:: WHAT YOU SHOULD DO ::
Reproduce every line of all the items below verbatim, but leave the pictures out of your answer.

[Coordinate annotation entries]
____________

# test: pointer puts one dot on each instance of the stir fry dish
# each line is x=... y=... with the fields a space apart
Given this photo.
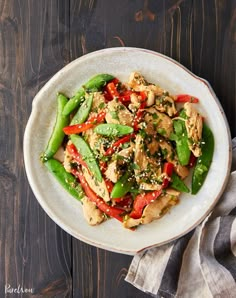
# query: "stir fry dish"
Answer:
x=128 y=148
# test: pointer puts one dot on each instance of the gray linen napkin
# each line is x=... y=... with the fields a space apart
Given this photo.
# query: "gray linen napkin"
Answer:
x=200 y=264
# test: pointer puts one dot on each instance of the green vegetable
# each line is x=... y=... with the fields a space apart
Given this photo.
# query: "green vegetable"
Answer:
x=83 y=111
x=122 y=186
x=87 y=155
x=67 y=180
x=204 y=161
x=178 y=183
x=94 y=84
x=57 y=135
x=113 y=130
x=181 y=139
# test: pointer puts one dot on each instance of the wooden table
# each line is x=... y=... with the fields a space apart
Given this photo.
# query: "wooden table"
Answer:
x=39 y=37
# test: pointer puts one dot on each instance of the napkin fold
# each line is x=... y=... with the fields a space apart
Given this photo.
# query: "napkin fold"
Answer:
x=201 y=263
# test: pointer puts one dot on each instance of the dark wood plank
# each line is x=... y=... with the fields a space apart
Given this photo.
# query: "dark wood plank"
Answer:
x=198 y=34
x=35 y=252
x=37 y=38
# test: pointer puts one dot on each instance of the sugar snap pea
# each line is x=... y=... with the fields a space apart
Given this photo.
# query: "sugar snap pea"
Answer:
x=87 y=155
x=113 y=130
x=57 y=134
x=94 y=84
x=204 y=161
x=122 y=186
x=181 y=139
x=67 y=180
x=83 y=111
x=178 y=183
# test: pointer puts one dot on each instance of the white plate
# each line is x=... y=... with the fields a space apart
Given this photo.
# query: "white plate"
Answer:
x=64 y=209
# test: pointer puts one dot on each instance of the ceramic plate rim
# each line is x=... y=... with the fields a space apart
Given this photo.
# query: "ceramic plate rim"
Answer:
x=38 y=196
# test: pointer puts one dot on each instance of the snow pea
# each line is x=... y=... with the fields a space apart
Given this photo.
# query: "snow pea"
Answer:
x=83 y=111
x=87 y=155
x=178 y=184
x=94 y=84
x=204 y=161
x=181 y=139
x=113 y=130
x=57 y=135
x=67 y=180
x=122 y=186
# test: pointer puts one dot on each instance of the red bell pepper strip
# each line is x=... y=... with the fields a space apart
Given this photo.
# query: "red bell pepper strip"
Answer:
x=124 y=202
x=112 y=90
x=78 y=128
x=192 y=160
x=139 y=115
x=104 y=207
x=142 y=200
x=109 y=185
x=186 y=98
x=124 y=96
x=116 y=145
x=76 y=155
x=103 y=166
x=168 y=170
x=143 y=96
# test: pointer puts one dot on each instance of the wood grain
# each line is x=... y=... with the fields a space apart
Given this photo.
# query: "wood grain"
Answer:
x=37 y=38
x=35 y=252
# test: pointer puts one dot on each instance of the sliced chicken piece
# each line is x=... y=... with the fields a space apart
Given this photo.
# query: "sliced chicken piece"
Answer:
x=92 y=214
x=98 y=187
x=166 y=104
x=131 y=223
x=135 y=102
x=170 y=156
x=138 y=83
x=153 y=146
x=156 y=209
x=150 y=98
x=159 y=207
x=193 y=125
x=113 y=173
x=94 y=140
x=157 y=122
x=182 y=171
x=125 y=154
x=148 y=169
x=149 y=186
x=140 y=157
x=118 y=113
x=136 y=80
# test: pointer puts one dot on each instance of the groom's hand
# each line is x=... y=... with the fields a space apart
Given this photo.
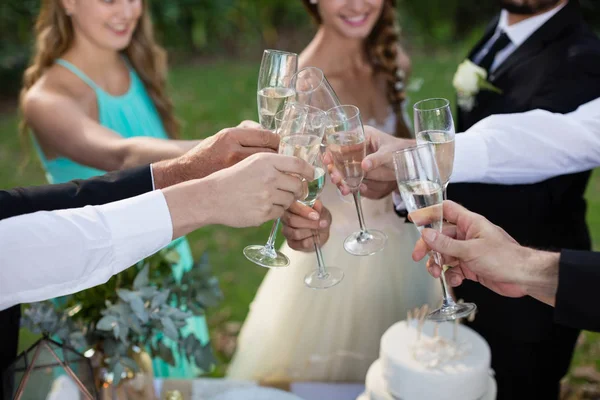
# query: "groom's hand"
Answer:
x=477 y=249
x=299 y=222
x=380 y=178
x=222 y=150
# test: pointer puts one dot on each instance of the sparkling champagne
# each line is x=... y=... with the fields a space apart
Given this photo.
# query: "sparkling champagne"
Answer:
x=315 y=187
x=443 y=146
x=271 y=100
x=348 y=151
x=426 y=197
x=306 y=147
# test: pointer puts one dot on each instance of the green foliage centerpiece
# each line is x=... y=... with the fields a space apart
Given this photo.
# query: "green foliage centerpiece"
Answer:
x=124 y=316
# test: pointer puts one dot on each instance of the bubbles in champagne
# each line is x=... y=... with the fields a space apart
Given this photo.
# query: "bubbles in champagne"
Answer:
x=315 y=187
x=424 y=198
x=348 y=151
x=443 y=147
x=271 y=100
x=306 y=147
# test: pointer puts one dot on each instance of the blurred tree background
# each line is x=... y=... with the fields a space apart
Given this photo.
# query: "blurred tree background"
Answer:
x=215 y=48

____________

:: EXERCISE OUTPUT ::
# test: pointer puts one dot on each instance of the stir fry dish
# each line is x=... y=... with the fields a space apart
Given this photo.
# query: "stir fry dish"
Answer:
x=128 y=148
# test: pointer puts one dot on each instance of the gray linen napkin
# each line is x=... y=... with the fields a space apart
Given this photo.
# query: "gray linen napkin"
Answer:
x=200 y=264
# test: pointer puts one dot on each instance of the green vegetable
# each line is x=... y=... with the fields a space apart
Given this photo.
# query: "green vegetable"
Answer:
x=83 y=111
x=122 y=186
x=87 y=155
x=67 y=180
x=204 y=161
x=178 y=183
x=94 y=84
x=57 y=135
x=113 y=130
x=181 y=139
# test: pointer puts one dot on each instance of the wooden table
# each line is x=... y=... with the fields a space apart
Given this photo.
# query: "wooden table"
Answer:
x=39 y=37
# test: pointer puts one dot on each instance of the napkin fold
# each line is x=... y=... with the fields a space apart
Given this photo.
# query: "napkin fold"
Answer:
x=201 y=263
# test: pointer puts one dot on each instance of the dark wood plank
# each line is x=... y=... with the fields a space apart
Given this photo.
# query: "dark wood plank"
Answer:
x=198 y=34
x=35 y=252
x=37 y=38
# test: pointer puts one dot on each instance of the sugar snap pea
# each line is x=... y=... with the fields a space apart
Given this photo.
# query: "sugar snap pea"
Answer:
x=87 y=155
x=113 y=130
x=57 y=134
x=94 y=84
x=204 y=161
x=122 y=186
x=181 y=139
x=67 y=180
x=83 y=111
x=178 y=183
# test: pointer puts one dot on each instance of the white plate
# each line is x=... y=... with the fields a space apart
Given this photo.
# query: "white plate"
Answer:
x=64 y=209
# test: pointer puts one dot on each instance of the ceramic plate rim
# each line is x=... y=... with the fields a space apart
Given this photo.
# query: "ceramic plate rim"
Answer:
x=38 y=196
# test: pointer puts one dot on each instance of the snow pea
# each line is x=... y=... with the fields a space apart
Given this photo.
# query: "snow pea"
Answer:
x=83 y=111
x=87 y=155
x=178 y=184
x=94 y=84
x=204 y=161
x=181 y=139
x=113 y=130
x=57 y=135
x=67 y=180
x=122 y=186
# test: pointer puts one dot on each instance of the red bell pepper strip
# each line is x=... y=... with the fields a space apart
Given this photo.
# query: "red bell pepper strip"
Answer:
x=124 y=202
x=112 y=90
x=78 y=128
x=192 y=160
x=139 y=115
x=104 y=207
x=142 y=200
x=109 y=185
x=186 y=98
x=124 y=96
x=116 y=145
x=76 y=155
x=103 y=166
x=168 y=170
x=143 y=96
# test: pointer puts one dot on each instance of the wood grain
# each line is x=... y=... with the fields a space apart
Given this photo.
# query: "wood grain"
Answer:
x=37 y=38
x=35 y=252
# test: pointer puts one dot on each instance of the sliced chicken piece
# each line is x=... y=... with the fields a space apart
Given this photo.
# query: "sliced chicken piece"
Answer:
x=92 y=214
x=98 y=187
x=166 y=104
x=131 y=223
x=135 y=102
x=170 y=156
x=138 y=83
x=153 y=146
x=156 y=209
x=150 y=98
x=159 y=207
x=193 y=125
x=113 y=173
x=94 y=140
x=157 y=122
x=182 y=171
x=125 y=154
x=148 y=169
x=149 y=186
x=140 y=157
x=118 y=113
x=136 y=80
# test: pointer puts one dot on each instance of the groom's hand
# each line is x=... y=... with the fields a space apart
Given this photo.
# query: "groom's hand"
Answer:
x=477 y=249
x=299 y=222
x=380 y=178
x=222 y=150
# test: pointer puts one dot on each instance of the sparkling champagne
# each line is x=... y=... with the fields a space apart
Given this photo.
# query: "sparkling champagne"
Answer:
x=315 y=187
x=443 y=146
x=271 y=100
x=348 y=151
x=426 y=197
x=306 y=147
# test: pointer puts one dot on each instance of the green foliage centerpiece
# each line is x=... y=... with the fields a space apart
Given this photo.
# query: "green foliage centerpiece"
Answer:
x=124 y=316
# test: pointer puts one dot on each instance of the bubbles in champagne
# each line is x=... y=... with the fields a space apart
Given this photo.
# query: "bubbles in champagne"
Answer:
x=315 y=187
x=424 y=198
x=348 y=151
x=443 y=147
x=271 y=100
x=306 y=147
# test: pointer puts one dot on each instance of the blurred tree background
# each line is x=... y=... with the fields a space apart
Given this photo.
# query: "blurred tree background"
Answer:
x=215 y=48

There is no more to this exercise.